Exercise prompt: Extend the news report on how Zuma and his ministers arranged Omar al-Bashir's departure from South Africa, starting right after its final sentence.

/ 18 June 2015

[Archives] How Zuma and ministers plotted Omar al-Bashir’s escape

The Waterkloof Air Force Base from which President Omar al-Bashir left on flight Sudan01
The Waterkloof Air Force Base from which President Omar al-Bashir left on flight Sudan01

President Jacob Zuma and his key security ministers plotted to ensure Sudanese President Omar al-Bashir’s safe passage out of South Africa, flouting a court order and international convention, the Mail & Guardian has learnt. The ANC described it as choosing African unity over the law.

Zuma had earlier promised al-Bashir that South Africa would not execute a warrant issued by the International Criminal Court (ICC) for war crimes. On the eve of the African Union summit, Zuma’s government quietly gazetted a clause that guaranteed immunity for all delegates.

Plans to get al-Bashir out of the country were a closely guarded secret, with officials feigning ignorance of his whereabouts.

The high court had ordered him to stay in South Africa pending the court making a final decision on whether to arrest him based on an ICC warrant.

No government minister, including the minister in the presidency and Zuma’s flak-catcher, Jeff Radebe, and International Relations Minister Maite Nkoana-Mashabane, would speak to the media about al-Bashir.

But the M&G understands that the plan to allow al-Bashir to evade justice was hatched between Zuma and four ministers whose portfolios were crucial to facilitating his departure. Other Cabinet ministers were apparently not briefed.

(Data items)
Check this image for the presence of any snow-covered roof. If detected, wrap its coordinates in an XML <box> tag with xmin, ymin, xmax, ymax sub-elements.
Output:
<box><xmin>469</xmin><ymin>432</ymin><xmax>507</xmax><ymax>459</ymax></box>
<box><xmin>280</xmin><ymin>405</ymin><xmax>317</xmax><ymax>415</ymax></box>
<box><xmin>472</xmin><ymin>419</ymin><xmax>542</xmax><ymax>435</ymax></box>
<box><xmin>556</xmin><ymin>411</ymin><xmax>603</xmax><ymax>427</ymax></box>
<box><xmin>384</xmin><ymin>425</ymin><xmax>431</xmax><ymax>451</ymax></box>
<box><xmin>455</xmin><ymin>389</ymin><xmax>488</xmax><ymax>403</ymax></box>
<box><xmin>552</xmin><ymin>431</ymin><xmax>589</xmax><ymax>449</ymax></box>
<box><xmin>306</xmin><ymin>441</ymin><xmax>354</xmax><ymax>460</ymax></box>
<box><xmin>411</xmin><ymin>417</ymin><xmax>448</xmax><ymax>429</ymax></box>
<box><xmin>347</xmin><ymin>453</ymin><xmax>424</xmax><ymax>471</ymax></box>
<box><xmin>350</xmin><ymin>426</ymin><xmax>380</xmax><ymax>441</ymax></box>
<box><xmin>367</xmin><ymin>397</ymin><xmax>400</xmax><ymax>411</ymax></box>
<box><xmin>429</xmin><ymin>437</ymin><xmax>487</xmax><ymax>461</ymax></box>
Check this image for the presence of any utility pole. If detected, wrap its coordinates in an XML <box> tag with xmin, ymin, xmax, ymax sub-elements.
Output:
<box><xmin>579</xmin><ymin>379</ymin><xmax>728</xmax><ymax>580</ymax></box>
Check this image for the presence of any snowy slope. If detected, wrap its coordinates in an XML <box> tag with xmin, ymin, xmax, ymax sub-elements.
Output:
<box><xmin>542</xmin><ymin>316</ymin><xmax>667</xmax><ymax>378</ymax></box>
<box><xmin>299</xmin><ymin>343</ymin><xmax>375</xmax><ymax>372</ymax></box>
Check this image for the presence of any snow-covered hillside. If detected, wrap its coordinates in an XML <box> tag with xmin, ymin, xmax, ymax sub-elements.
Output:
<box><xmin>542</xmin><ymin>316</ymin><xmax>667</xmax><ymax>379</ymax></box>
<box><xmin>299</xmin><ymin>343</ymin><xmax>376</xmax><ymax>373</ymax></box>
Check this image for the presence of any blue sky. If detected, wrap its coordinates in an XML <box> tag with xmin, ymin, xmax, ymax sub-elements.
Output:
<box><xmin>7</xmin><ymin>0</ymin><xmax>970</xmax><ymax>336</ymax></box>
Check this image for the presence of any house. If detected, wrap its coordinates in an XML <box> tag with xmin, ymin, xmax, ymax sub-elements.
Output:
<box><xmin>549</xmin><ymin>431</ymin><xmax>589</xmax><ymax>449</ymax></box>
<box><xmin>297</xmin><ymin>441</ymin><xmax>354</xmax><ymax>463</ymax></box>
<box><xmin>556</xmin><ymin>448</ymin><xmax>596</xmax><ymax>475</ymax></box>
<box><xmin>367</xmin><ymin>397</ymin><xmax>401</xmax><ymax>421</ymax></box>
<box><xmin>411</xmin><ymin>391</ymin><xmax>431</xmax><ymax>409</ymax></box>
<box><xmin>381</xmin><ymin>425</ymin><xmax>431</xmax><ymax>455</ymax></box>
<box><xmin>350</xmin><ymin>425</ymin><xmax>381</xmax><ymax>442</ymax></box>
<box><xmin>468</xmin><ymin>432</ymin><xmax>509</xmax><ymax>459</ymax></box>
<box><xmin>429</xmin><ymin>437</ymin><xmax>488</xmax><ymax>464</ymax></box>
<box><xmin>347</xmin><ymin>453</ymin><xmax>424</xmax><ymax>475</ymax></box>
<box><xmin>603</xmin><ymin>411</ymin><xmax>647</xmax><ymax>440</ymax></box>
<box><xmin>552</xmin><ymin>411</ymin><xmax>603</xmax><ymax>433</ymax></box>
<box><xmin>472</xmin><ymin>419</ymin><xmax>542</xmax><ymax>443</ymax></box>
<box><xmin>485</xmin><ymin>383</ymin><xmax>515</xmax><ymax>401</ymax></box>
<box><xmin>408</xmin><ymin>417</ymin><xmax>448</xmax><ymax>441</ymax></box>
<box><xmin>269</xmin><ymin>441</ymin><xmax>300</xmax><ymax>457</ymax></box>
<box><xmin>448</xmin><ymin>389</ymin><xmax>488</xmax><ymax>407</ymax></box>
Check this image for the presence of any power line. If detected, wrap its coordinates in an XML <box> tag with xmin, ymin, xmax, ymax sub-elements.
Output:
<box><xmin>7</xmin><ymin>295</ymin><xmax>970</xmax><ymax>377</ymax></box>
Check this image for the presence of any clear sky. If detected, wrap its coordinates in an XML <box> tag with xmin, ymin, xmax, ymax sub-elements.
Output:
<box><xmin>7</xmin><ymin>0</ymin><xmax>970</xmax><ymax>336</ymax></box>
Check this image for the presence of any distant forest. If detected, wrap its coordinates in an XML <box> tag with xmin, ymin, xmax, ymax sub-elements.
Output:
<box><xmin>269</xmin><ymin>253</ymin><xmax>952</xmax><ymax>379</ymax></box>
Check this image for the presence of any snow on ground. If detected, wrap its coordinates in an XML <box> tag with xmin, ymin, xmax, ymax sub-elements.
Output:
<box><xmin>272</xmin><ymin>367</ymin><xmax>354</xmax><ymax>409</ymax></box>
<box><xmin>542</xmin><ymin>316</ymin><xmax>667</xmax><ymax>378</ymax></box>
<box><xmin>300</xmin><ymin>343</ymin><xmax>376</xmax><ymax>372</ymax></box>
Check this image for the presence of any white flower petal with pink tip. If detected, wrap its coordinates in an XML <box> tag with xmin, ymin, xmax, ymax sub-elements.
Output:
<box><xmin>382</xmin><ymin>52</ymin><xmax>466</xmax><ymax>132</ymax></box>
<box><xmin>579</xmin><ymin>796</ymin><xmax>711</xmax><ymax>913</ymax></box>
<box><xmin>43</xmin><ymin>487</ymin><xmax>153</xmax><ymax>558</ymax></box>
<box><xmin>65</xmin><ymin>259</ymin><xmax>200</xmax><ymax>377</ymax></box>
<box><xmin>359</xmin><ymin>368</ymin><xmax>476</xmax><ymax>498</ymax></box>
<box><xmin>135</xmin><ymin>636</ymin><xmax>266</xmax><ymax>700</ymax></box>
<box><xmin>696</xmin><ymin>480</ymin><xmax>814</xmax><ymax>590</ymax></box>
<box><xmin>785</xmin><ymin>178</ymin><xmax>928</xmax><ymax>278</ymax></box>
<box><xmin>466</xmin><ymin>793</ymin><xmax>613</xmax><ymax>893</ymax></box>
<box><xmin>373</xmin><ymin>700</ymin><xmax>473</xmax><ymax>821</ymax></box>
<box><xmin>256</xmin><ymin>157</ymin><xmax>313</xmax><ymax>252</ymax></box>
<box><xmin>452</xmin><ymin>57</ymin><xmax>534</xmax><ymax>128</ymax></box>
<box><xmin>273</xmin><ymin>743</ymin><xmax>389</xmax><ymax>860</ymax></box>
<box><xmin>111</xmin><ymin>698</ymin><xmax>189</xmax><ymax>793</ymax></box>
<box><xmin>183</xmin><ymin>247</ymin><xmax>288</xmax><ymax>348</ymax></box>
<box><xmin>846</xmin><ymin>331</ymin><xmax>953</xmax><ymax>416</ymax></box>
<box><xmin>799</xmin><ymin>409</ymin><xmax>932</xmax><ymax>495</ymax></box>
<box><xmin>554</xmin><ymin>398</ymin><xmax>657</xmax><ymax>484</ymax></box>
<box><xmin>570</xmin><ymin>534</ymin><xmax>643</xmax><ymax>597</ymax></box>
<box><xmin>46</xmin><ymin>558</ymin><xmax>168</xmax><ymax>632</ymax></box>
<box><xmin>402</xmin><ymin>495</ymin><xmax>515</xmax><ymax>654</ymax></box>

Task response:
Too few knew
Government sources were still reluctant to share detailed information about how al-Bashir managed to leave the country this week because too few people had known about the plan. “If it leaks, it will be known [who made the leak],” one said.

The M&G knows the names of the ministers involved but cannot name them because it could compromise the anonymity of our source.

Al-Bashir’s official aircraft was flown from OR Tambo International Airport on Sunday evening to the Waterkloof Air Force Base, which is controlled by the South African National Defence Force. Zuma is the commander-in-chief of all armed forces.

Al-Bashir was escorted by South Africa’s VIP protection unit to Waterkloof and his plane took off just before midday.

But government representatives in court claimed the Sudanese president’s name was not on the flight plan, although the flight was codenamed Sudan01, indicating that a president was on board.

ICC charges
Al-Bashir is wanted by the ICC on charges of genocide, war crimes and crimes against humanity in relation to the conflict in Sudan’s Darfur region, where an estimated 300 000 people have been killed and more than two million displaced.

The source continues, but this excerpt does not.